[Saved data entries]

★ ★ ★ ★ ★ ★ ★

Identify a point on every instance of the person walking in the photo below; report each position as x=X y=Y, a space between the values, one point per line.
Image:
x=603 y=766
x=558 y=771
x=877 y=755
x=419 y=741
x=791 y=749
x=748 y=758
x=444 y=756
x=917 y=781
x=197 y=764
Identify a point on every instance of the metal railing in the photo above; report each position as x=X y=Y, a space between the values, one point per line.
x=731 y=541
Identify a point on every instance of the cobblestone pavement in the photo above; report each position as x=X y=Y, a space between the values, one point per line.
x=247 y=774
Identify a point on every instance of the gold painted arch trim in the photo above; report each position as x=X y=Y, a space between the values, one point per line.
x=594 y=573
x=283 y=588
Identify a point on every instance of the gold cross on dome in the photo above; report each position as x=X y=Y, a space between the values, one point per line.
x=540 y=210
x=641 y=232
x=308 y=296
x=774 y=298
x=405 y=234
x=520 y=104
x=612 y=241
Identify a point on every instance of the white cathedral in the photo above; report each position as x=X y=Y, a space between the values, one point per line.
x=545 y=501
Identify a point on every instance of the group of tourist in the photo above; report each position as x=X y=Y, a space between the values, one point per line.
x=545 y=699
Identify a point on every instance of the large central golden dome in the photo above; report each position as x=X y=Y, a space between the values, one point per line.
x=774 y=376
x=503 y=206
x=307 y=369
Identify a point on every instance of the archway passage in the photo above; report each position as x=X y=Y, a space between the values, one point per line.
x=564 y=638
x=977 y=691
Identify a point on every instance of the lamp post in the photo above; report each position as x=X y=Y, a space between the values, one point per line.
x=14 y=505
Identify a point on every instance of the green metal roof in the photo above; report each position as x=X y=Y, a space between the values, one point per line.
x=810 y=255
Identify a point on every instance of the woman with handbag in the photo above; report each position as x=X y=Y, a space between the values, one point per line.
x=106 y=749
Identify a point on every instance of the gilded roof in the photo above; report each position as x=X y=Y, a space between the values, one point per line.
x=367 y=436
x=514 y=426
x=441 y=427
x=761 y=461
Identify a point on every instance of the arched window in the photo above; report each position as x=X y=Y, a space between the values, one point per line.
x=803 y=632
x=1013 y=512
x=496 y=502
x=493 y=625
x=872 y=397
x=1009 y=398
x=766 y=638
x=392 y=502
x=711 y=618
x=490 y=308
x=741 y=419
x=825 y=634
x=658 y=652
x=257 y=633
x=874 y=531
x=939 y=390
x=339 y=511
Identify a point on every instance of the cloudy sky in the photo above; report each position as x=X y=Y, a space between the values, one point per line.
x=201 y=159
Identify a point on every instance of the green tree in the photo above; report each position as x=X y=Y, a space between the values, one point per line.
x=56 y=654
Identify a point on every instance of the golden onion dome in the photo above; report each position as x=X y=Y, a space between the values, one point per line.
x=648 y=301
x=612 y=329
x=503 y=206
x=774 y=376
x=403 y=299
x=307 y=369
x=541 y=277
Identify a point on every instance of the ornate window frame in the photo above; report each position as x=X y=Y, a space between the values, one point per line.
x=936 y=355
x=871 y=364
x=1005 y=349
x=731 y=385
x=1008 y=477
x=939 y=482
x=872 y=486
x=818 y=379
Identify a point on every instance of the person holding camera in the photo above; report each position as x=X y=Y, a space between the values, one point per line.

★ ★ ★ ★ ★ ★ ★

> EXERCISE:
Write the entries out again in full, exactly as they appear above.

> WRITTEN RESPONSE:
Identify a point on every instance of the person walking in the photo below; report each position as x=X y=Y, a space between the values, one point per line.
Image:
x=603 y=766
x=558 y=771
x=877 y=755
x=419 y=741
x=791 y=749
x=748 y=758
x=444 y=756
x=917 y=781
x=197 y=764
Identify a point on every instance of the metal railing in the photo above; report each position as x=X y=Y, a space between the values, one point per line.
x=731 y=541
Identify a point on every instance of the cobblestone pavement in the photo above; report each position as x=X y=Y, a space between the values, one point per line.
x=247 y=774
Identify a point on every instance of the gold painted arch trim in the photo above; report each position as x=X y=Y, a space between the values, one point per line.
x=594 y=573
x=283 y=588
Identify a point on every instance of the gold cross on dome in the photo above; report each position as x=X y=Y, a space between the values, one point per line.
x=540 y=210
x=641 y=232
x=308 y=296
x=774 y=298
x=405 y=234
x=520 y=104
x=612 y=241
Identify a point on every instance of the white cathedral in the photo above; report each position as x=X y=Y, a space between the values, one point per line.
x=545 y=501
Identify a point on every instance of the group of tourist in the photo above; report each position as x=X y=Y, a space between the values, one point per line.
x=545 y=699
Identify a point on every instance of the large central golden dome in the photo above; report each position as x=X y=Y, a space between the values, one point per line.
x=774 y=376
x=503 y=206
x=307 y=369
Identify a point on every instance of the archway passage in the photo above; report each position as x=X y=Y, a space between the values, one point per line.
x=564 y=638
x=977 y=691
Identify a point on every instance of the lamp post in the photo above; report each position as x=X y=Y, a space between the values, one point per line.
x=14 y=505
Identify a point on every instance of the green metal roof in the photo above; report each position as x=X y=Y, a space between the values, one point per line.
x=810 y=255
Identify a point on every instance of the woman with handbag in the photo above; report each position as x=X y=Y, a space between the values, one point per line.
x=106 y=749
Identify a point on every instance of the gilded roof in the photo above; report each position as x=X y=Y, a space between the values, one point per line.
x=367 y=436
x=514 y=426
x=441 y=427
x=761 y=461
Identify a point on every instance of the arched window in the photo above; report each position as x=X y=Y, a space between the values, one point per line.
x=803 y=632
x=1013 y=512
x=496 y=502
x=493 y=625
x=872 y=397
x=1009 y=398
x=766 y=638
x=392 y=502
x=711 y=618
x=490 y=308
x=741 y=419
x=825 y=634
x=658 y=652
x=257 y=633
x=874 y=531
x=939 y=390
x=339 y=511
Identify a point on every instance of the cloudy sky in the photo above; report each position as x=X y=Y, a space between the values, one point per line.
x=201 y=159
Identify a point on every instance of the green tree in the photo above; report each position as x=X y=Y, a space between the values, one point per line.
x=56 y=654
Identify a point on every instance of the golden onion dome in the photo above; report each position as x=X y=Y, a space between the values, one point per line.
x=648 y=301
x=612 y=329
x=503 y=206
x=774 y=376
x=403 y=299
x=307 y=369
x=541 y=277
Identify a point on every instance of the ornate window frame in the photo above; report each position as x=X y=Y, a space between the values, one point per line.
x=936 y=355
x=871 y=364
x=1005 y=349
x=731 y=385
x=1008 y=477
x=939 y=482
x=872 y=486
x=818 y=379
Identify a point on every instance of the person holding camera in the photo above; report each position as x=X y=Y, a space between the values, one point per line.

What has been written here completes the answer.